(YOUR ASSIGNMENT):
In the listing below, find each line with the string "precise" and report it.

____ SUPPLIED INFORMATION

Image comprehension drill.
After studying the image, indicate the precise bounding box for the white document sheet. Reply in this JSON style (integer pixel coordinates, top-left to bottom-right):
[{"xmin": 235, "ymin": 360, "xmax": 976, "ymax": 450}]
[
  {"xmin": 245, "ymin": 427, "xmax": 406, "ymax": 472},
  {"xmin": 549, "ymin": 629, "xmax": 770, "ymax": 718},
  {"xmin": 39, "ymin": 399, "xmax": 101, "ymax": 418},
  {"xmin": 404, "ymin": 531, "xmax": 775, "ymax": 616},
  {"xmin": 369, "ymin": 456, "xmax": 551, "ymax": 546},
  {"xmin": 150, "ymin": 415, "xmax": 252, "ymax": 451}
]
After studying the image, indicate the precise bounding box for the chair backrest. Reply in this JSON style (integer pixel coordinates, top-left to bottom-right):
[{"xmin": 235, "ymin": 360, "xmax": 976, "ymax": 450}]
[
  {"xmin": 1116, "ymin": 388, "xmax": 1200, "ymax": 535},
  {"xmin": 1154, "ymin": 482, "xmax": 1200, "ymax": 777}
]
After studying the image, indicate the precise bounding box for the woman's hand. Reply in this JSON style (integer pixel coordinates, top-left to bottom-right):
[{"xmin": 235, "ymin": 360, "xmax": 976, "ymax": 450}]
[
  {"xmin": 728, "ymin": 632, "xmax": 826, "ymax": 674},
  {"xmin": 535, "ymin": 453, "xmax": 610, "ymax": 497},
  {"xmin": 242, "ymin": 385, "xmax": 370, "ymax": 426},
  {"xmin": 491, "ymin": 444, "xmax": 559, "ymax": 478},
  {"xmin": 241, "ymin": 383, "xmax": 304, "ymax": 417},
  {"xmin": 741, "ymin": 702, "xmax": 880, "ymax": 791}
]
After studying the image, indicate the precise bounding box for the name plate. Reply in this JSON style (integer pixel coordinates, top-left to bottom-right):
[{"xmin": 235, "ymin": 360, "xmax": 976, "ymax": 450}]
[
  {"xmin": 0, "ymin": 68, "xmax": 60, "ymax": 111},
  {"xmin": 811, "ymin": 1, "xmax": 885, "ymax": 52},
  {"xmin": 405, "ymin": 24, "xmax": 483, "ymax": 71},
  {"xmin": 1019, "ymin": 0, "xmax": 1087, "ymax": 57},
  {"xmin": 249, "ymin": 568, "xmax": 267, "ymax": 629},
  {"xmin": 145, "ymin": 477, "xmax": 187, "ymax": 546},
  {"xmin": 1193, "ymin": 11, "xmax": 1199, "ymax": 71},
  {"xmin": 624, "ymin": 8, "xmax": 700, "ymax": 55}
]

________

(RESPONSE):
After studying the image, indicate the precise bounding box for the white document sheet. Reply in this JSON style (integer pixel coordinates, top-left to bottom-right):
After studying the image, indicate the precise bounding box for the chair backrest. Reply in this JSON style (integer pixel coordinates, top-left to bottom-right):
After studying the image, indicate the precise bounding box for the woman's hand. Reply in this JSON style (integer pixel coordinates, top-left to bottom-right):
After studying the image, indicate the precise bounding box for the name plate. Reply in this JSON style (integer pixel coordinates, top-left to bottom-right):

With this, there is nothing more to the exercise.